## Extracto de la fuente
↓

Un fenómeno cultural que llama poderosamente la atención al que examina tradiciones y costumbres de los pueblos, es que éstas se mueven y se funden y precipitan igual que las nubes. Los vientos culturales las mueven a gran altura, por lo que se desplazan con absoluta libertad, más allá de toda clase de fronteras, incluso las religiosas, allí donde la sincera convivencia y fraternidad de religiones es un alto valor cultural, mucho más allá de la aséptica tolerancia.
No existen Navidades netamente españolas, inglesas, francesas, italianas, americanas del norte o del sur... En cualquier lugar del mundo la Navidad es una aglomeración o una síntesis de costumbres y tradiciones de muy diversos orígenes: lo más frecuente es que los grandes símbolos (el Belén, el Árbol, el Niño Jesús o el Viejo bonachón que reparte regalos, o los Reyes Magos) se impongan por su propia bondad y convivan en armonía ocupando todo el espacio geográfico de tradición cristiana, junto a tradiciones locales que se guardan y se fomentan como un patrimonio cultural de gran valor.
Ciertamente el gran invento de san Francisco de Asís, el Belén, se ha difundido por todo el mundo en diversos formatos: desde los vistosos y artísticos Belenes en los que no falta de nada: paisajes espectaculares, ciudades, campos y poblados llenos de vida, escenas diversas en torno al Nacimiento de Jesús, aplicaciones tecnológicas en el movimiento del agua del río, de molinos, de norias, de aserraderos, de figuras y en la iluminación; desde ahí, hasta la realización más sencilla, que se reduce al "Nacimiento": una construcción de madera o corcho en forma de portal o de cueva, en la que figuran tan sólo la Virgen, san José, el Niño, la mula y el buey, y que a menudo forma parte de la ambientación del Árbol.

↑

## Preguntas
1. Resuma el extracto en dos oraciones.
2. Según el extracto, ¿qué figuras aparecen en la realización más sencilla del Belén?

## Material listado
↓

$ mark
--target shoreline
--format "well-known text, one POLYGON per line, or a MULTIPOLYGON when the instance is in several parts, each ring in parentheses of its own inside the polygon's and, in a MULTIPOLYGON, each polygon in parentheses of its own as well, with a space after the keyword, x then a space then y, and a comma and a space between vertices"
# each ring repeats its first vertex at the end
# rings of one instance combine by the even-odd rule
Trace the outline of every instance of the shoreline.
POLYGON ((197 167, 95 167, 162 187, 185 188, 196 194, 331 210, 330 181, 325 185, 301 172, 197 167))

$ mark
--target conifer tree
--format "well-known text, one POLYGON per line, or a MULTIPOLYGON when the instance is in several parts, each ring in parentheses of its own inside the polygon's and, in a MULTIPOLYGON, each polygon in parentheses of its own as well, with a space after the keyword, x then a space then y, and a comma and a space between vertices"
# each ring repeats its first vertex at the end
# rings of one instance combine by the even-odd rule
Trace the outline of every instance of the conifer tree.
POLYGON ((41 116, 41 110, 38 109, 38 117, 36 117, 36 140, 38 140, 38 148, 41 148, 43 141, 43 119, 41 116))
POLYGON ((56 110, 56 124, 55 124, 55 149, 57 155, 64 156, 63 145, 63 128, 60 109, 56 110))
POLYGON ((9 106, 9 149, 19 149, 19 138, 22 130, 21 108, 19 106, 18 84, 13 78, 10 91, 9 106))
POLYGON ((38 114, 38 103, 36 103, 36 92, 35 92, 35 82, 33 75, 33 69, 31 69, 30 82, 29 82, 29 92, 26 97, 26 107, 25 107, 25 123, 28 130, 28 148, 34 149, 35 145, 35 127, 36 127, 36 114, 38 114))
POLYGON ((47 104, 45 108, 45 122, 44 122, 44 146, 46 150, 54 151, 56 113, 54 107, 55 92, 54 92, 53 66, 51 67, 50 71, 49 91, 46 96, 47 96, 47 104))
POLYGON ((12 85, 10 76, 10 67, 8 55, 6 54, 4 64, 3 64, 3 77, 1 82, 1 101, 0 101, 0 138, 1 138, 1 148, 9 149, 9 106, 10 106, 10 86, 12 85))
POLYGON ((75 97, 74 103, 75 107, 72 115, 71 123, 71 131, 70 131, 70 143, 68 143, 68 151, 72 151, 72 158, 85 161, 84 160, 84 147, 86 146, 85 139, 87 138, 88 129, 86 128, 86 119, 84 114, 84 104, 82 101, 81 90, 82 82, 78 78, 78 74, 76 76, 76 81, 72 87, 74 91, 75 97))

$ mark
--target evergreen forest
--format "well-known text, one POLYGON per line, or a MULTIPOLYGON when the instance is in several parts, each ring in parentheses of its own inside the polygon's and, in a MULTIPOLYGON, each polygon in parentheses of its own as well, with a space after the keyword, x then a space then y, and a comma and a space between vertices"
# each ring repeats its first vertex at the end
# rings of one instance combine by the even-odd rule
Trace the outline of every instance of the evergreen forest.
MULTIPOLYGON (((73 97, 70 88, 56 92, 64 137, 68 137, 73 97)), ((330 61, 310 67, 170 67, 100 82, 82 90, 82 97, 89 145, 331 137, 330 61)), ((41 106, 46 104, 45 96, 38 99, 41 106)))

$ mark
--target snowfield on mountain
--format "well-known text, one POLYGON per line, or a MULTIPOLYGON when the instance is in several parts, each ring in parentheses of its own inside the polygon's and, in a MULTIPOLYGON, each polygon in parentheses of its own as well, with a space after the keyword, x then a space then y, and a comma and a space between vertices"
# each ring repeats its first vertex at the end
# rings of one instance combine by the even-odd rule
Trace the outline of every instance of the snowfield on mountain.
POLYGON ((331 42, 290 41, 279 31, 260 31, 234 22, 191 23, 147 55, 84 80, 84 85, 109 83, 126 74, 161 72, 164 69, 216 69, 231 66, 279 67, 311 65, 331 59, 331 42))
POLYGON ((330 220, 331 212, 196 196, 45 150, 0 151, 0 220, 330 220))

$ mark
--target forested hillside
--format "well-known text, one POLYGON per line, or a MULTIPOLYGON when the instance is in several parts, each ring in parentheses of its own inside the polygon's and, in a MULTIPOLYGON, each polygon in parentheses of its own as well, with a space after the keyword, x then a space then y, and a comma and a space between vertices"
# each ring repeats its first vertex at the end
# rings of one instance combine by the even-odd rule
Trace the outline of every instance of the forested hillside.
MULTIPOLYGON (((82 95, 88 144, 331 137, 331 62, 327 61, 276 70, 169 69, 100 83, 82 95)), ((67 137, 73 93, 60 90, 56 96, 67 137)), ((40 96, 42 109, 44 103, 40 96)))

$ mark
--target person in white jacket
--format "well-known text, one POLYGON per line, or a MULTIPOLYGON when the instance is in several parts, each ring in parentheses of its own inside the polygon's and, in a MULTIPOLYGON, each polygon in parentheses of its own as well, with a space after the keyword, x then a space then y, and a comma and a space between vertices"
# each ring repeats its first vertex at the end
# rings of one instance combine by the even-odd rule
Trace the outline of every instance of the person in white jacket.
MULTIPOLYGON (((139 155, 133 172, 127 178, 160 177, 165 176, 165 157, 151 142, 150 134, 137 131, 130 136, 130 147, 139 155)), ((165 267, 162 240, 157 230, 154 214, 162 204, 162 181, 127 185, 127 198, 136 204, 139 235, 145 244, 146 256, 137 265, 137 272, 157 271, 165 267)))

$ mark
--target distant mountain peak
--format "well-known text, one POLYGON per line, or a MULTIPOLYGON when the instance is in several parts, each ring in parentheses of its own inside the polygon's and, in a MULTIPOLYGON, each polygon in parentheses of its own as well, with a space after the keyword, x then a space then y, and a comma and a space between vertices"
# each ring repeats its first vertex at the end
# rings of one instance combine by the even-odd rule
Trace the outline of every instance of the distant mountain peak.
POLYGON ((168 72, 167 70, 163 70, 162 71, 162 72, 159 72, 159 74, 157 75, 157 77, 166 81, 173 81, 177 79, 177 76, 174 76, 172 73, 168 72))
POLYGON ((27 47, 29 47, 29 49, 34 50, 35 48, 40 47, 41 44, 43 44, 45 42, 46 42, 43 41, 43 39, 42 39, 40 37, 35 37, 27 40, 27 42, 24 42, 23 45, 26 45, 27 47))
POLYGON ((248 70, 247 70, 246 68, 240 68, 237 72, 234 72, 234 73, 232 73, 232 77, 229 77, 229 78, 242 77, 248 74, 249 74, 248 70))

↑

## Resultados del ejercicio
1. Las tradiciones y costumbres de los pueblos se desplazan con libertad más allá de toda clase de fronteras. Por ello, en cualquier lugar del mundo la Navidad es una síntesis de costumbres de diversos orígenes, y el Belén, invento de san Francisco de Asís, se ha difundido por todo el mundo en formatos que van desde los más vistosos y artísticos hasta el sencillo "Nacimiento".

2. La Virgen, san José, el Niño, la mula y el buey.